■ **JOB**:
Please return, unchanged, the lines of the items below, starting at the line that contains "TARGET = person's face" and ending at the final line of the items, with both of those lines included.

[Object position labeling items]
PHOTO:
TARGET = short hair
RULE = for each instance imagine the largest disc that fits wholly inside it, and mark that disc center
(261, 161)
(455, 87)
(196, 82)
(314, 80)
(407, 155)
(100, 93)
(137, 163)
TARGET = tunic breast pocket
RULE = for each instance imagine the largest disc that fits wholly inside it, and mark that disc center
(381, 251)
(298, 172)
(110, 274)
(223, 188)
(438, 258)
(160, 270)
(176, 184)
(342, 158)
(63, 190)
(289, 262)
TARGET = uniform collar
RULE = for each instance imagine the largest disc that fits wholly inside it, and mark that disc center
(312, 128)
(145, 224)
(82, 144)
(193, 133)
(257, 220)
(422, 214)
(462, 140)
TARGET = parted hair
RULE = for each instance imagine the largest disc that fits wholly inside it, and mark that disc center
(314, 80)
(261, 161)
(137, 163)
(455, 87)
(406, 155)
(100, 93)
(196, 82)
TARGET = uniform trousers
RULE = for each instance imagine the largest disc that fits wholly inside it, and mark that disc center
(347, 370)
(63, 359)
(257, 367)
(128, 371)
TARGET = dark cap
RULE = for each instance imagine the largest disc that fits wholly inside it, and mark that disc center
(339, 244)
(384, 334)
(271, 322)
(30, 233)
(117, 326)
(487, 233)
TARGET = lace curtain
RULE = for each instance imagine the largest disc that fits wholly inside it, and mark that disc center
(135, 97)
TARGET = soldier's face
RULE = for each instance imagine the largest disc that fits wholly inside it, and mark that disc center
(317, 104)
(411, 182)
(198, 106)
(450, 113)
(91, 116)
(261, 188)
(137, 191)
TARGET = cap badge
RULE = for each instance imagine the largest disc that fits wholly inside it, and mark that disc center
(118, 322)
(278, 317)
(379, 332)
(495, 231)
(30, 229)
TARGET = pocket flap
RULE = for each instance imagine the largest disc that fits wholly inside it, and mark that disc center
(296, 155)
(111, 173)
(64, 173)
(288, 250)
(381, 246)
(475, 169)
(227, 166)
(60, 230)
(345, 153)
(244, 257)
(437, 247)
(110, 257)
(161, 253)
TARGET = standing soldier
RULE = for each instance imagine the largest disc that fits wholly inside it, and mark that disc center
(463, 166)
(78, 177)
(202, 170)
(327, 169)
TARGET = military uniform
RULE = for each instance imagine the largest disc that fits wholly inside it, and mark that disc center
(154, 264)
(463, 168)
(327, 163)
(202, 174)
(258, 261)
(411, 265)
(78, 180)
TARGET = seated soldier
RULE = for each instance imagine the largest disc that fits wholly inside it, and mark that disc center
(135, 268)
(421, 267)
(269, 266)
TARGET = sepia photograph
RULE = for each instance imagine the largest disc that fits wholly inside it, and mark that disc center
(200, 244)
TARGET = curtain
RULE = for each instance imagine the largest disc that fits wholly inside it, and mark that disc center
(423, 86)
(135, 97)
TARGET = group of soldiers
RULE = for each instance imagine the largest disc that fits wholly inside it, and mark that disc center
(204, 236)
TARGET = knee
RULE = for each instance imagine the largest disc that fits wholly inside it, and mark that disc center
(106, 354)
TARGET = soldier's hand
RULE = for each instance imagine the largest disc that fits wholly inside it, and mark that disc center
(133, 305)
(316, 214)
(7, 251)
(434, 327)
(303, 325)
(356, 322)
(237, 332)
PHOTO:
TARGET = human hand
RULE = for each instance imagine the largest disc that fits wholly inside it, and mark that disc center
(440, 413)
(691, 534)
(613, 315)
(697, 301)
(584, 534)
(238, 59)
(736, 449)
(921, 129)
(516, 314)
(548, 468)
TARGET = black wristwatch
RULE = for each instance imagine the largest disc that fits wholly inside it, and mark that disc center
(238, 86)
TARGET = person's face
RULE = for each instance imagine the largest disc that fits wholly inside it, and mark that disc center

■ **WRITTEN SOLUTION**:
TARGET = person's face
RULE = for each instance imagine the largest disc that fits wholly inside it, and mark that disc center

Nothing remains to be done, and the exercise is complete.